_TRECHO DO DOCUMENTO:_
++++++++

-Trata-se do CÓDIGO DE ÉTICA MÉDICA - não tente misturar com debates de política de internet.
-Você não manda em ninguém a não ser por força de lei. O paciente tem autonomia, você goste ou não.
-Você DEVE sugerir o que julgar melhor para seu paciente de acordo com seu conhecimento e experiênica, por motivos éticos.
-Lembre que, caso fosse possível você proibir ou permitir algo, você seria responsável pelos desfechos, então fique feliz por não ter esse poder nem a responsabilidade que vem com ele.
- Claro que, em situações em que a ação do paciente seja danosa à sua autonomia, você deve comunicar seus limites e tomar as providências normais para garanti-la. Você também pode comunicar o paciente sobre regras administrativas do ambiente onde se encontram e tomar medidas previstas pela administração caso sejam violadas as regras. Caso o paciente expresse antecipadamente que tomará determinada atitude com a qual você não concorda, seu relacionamento poderá ficar prejudicado e, exceto em situações de urgência/emergência, você pode até mesmo ter que encaminha-lo a outro profissional.
Tudo isso esclarecido, vamos à abordagem esperada:
Nem eu, nem você, nem nenhum ser humano vivo conhecido é capaz de prever o futuro. Nós somos capazes, porém, de prever riscos condicionais relacionados à saúde em vários contextos.

++++++++

_LISTAGEM FORNECIDA:_

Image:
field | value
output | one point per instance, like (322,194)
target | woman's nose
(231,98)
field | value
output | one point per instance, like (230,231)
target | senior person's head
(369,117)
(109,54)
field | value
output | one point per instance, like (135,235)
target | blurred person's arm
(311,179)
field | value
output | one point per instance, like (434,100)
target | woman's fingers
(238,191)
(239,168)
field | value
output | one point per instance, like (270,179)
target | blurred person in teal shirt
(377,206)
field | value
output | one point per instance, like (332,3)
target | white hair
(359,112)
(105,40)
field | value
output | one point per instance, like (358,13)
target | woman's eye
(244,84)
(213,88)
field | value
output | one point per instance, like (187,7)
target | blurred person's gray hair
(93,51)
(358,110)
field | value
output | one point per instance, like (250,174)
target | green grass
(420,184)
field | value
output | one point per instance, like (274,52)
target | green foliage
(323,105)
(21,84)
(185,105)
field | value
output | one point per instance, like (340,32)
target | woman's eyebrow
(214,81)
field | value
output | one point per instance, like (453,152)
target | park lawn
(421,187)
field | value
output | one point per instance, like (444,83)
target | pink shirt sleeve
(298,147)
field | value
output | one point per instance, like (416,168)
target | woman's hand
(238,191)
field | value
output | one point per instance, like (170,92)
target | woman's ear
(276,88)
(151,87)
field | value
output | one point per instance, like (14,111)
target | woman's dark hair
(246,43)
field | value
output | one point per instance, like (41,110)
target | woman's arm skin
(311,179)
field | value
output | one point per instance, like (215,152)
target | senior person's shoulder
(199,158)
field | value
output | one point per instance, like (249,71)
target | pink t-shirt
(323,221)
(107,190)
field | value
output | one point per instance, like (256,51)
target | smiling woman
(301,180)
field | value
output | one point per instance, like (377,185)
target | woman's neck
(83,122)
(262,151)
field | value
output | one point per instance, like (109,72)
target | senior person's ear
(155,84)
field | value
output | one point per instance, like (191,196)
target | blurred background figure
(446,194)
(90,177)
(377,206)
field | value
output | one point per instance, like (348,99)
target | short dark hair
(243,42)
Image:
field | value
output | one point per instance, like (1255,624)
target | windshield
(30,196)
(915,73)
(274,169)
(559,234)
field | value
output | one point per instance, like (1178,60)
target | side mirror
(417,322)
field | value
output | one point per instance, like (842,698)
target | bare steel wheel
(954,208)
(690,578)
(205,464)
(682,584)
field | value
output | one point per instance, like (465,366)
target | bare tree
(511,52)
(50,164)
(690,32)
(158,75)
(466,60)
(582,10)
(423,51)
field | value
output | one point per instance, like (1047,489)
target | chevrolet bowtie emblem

++++++++

_CONJUNTO DE TAREFAS:_
[1] Transcreva o trecho do texto sobre ética médica que começa em "-Lembre que, caso" e termina em "a outro profissional.".
[2] Segundo o texto sobre ética médica, quem não é capaz de prever o futuro? Liste todos.
[3] Dê continuidade ao texto sobre ética médica a partir da última frase apresentada.

_RESPOSTAS DAS TAREFAS:_
[1]
-Lembre que, caso fosse possível você proibir ou permitir algo, você seria responsável pelos desfechos, então fique feliz por não ter esse poder nem a responsabilidade que vem com ele.
- Claro que, em situações em que a ação do paciente seja danosa à sua autonomia, você deve comunicar seus limites e tomar as providências normais para garanti-la. Você também pode comunicar o paciente sobre regras administrativas do ambiente onde se encontram e tomar medidas previstas pela administração caso sejam violadas as regras. Caso o paciente expresse antecipadamente que tomará determinada atitude com a qual você não concorda, seu relacionamento poderá ficar prejudicado e, exceto em situações de urgência/emergência, você pode até mesmo ter que encaminha-lo a outro profissional.

[2]
- eu
- você
- nenhum ser humano vivo conhecido

[3]
Examplo prático 1: proibir dirigir no dia em que recebeu anestesia
Você sabe que um paciente pode ter prejuízo variável e flutuante após receber uma anestesia/sedação para um procedimento médico (endoscopia, cirurgia, etc.). Espera-se, conforme o próprio CFM sugere, que você recomende ao paciente que vai para casa no mesmo dia da anestesia, que este volte com acompanhante maior de idade e que o paciente não seja o motorista naquele dia.
Você até pode se recusar a realizar a anestesia caso o paciente diga que não seguirá suas recomendações, sejam quais for, por falta de acordo entre as partes ANTES da realização do serviço. Você até pode proferir palavras como "você está proibido de dirigir para casa hoje", mas isso não tem qualquer efeito legal caso ele desobeceça, caso parem no caminho e ele passe a ser motorista, algo impossível de você verificar. Se ele desobedecer, não será multado, não vai acontecer literalmente nada com ele a não ser o dano físico caso isso resulte em acidente. Se você trocasse a frase por "recomendo que você não dirija hoje", o efeito final é o mesmo.
Exemplo prático 2: paciente pergunta se poderá voar de avião um dia após a cirurgia
Vamos ser sinceros: não temos ensaios clínicos e nem mesmo bons estudos observacionais sobre esse assunto. No máximo, vamos tentar adivinhar o fururo usando raciocínio inferencial (aquele que normalmente é invalidado após os ensaios clínicos). Caso você proiba ou sugira não viajar e o paciente desobedeça, o resultado será o mesmo que no exemplo anterior: nada acontecerá com ele a não ser as consequências de seu próprio ato, que variam de nada a complicações.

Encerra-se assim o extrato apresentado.